### TASK OBJECTIVE
Please copy every line from the records below that contains the string "rough".

Stored data entries:
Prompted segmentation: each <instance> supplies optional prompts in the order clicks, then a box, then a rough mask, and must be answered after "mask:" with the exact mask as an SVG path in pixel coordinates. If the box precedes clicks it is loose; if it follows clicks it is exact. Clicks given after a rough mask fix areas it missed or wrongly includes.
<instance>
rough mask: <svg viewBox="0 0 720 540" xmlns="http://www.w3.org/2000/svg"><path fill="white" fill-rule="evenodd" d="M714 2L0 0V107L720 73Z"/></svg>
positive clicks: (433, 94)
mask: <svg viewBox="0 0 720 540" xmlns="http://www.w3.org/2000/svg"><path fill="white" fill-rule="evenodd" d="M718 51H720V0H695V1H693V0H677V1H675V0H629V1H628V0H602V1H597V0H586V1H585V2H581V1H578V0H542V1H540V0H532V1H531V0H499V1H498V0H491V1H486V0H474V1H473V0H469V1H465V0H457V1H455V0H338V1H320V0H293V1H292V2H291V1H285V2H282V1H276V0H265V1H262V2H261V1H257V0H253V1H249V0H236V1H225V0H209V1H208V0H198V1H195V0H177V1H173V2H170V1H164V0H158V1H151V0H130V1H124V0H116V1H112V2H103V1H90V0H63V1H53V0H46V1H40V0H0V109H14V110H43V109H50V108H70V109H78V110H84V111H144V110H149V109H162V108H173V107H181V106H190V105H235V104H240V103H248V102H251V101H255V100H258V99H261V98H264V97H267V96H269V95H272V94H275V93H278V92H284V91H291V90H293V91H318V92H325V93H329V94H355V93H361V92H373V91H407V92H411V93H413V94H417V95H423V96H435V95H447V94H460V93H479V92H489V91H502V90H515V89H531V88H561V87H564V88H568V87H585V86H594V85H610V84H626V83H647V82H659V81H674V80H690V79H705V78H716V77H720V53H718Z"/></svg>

### RESPONSE TO THE EXERCISE
Prompted segmentation: each <instance> supplies optional prompts in the order clicks, then a box, then a rough mask, and must be answered after "mask:" with the exact mask as an SVG path in pixel coordinates. If the box precedes clicks it is loose; if it follows clicks it is exact. Clicks given after a rough mask fix areas it missed or wrongly includes.
rough mask: <svg viewBox="0 0 720 540" xmlns="http://www.w3.org/2000/svg"><path fill="white" fill-rule="evenodd" d="M714 2L0 0V107L720 73Z"/></svg>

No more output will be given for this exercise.